Sem surpresas, o Orçamento do Estado para o próximo ano foi aprovado, o último de António Costa – com os a favor do PS, a abstenção do Livre e do PAN e os votos contra dos restantes partidos: PSD, Chega, IL, BE e PCP -mas com direito a discurso sobre ‘milagres’ de Fernando Medina e com o primeiro-ministro cessante emocionado ao ser aplaudido de pé. À saída, António Costa considerou ter «[virado] a página da austeridade e [tirado] o país de uma situação de défice excessivo para uma situação de sólida e tranquila estabilidade orçamental, o que aumenta agora as liberdades das escolhas políticas», em jeito de balanço do período (oito anos) em que esteve à frente de três Governos.
Ao todo, em sede de especialidade foram aprovadas cerca de 40 propostas de alteração do PS e 60 da oposição, em que uma das mais emblemáticas foi a eliminação da norma que previa que o Imposto Único de Circulação (IUC) dos carros matriculados até junho de 2007 aumentasse 25 euros no próximo ano. A somar à descida de impostos, à subida de salários e pensões e a mais investimento público. Mas o resultado final não convence os economistas contactados pelo Nascer do SOL, já que, dizem, estamos perante um documento a prazo.

» EXERCÍCIOS:
**1.** Resuma em duas frases o texto sobre o Orçamento do Estado.
**2.** Por favor, dê continuidade ao texto sobre o Orçamento do Estado a partir da última frase.
Os dados não têm relação com o texto sobre o Orçamento do Estado.

» DADOS:
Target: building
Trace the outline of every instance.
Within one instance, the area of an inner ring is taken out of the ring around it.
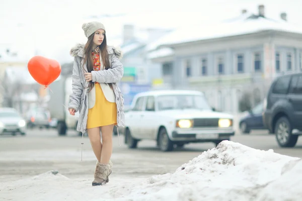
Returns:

» RESPOSTAS:
**1.** O Orçamento do Estado para o próximo ano, o último de António Costa, foi aprovado com os votos a favor do PS, a abstenção do Livre e do PAN e os votos contra de PSD, Chega, IL, BE e PCP. Na especialidade foram aprovadas cerca de 40 propostas de alteração do PS e 60 da oposição, entre elas a eliminação do aumento de 25 euros no IUC dos carros matriculados até junho de 2007, mas os economistas contactados pelo Nascer do SOL consideram que se trata de um documento a prazo.

**2.**
«É evidente que é um Orçamento eleitoralista. Os discursos finais foram todos eleitorais. Aliás, estavam todos em campanha. É um orçamento de ficção, de brincadeira. É só para cumprirmos a formalidade de termos um documento aprovado quando, ainda por cima, nos últimos anos tido o que é orçamentado depois não é aplicado. Não dou grande importância a isto e tendo em conta que que vem aí um novo Governo ainda é mais ficção. Se for o PSD vai fazer um Orçamento retificativo de certeza absoluta, se for o PS podem fazer alterações», diz ao nosso jornal Luís Aguiar-Conraria.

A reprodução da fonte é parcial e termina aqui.